EXERCISE GOAL:
Count the lines in the material below that contain the string "positive", treating uppercase and lowercase letters as different, and reply with only that number.

_ _ _ _

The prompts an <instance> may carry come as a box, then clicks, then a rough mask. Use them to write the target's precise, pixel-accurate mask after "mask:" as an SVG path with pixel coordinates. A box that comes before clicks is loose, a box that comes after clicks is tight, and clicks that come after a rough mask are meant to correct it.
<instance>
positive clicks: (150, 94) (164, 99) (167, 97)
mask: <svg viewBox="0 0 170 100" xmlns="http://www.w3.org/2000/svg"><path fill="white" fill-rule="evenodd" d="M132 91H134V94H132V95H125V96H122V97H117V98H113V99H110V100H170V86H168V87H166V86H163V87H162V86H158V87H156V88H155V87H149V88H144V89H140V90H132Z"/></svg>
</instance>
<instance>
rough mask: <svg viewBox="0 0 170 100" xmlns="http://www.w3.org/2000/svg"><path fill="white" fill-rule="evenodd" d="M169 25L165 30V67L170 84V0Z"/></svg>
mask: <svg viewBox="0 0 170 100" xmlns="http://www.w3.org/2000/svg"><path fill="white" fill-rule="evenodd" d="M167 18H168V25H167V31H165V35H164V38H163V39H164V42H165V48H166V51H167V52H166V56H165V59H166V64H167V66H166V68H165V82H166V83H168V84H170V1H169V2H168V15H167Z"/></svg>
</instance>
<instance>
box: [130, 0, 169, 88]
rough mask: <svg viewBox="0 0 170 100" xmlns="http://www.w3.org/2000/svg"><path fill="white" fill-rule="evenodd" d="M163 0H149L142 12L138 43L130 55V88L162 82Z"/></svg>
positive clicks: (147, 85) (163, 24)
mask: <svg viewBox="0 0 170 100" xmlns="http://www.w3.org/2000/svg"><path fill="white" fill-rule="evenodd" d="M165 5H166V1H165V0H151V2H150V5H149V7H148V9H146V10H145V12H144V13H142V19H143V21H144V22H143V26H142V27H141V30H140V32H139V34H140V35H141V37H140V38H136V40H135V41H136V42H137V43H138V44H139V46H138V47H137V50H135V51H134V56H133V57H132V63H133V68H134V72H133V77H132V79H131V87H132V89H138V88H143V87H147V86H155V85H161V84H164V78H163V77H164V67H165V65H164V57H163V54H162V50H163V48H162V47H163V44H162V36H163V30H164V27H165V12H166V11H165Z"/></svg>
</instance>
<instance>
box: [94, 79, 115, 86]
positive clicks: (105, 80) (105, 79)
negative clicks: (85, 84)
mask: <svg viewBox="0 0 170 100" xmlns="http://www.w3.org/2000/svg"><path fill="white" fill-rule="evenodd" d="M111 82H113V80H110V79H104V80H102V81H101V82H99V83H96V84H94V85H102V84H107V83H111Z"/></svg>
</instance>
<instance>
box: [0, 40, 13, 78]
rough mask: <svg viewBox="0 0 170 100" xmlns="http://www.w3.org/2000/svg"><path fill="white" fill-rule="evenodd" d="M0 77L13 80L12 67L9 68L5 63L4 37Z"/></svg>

_ _ _ _

EXPECTED ANSWER:
3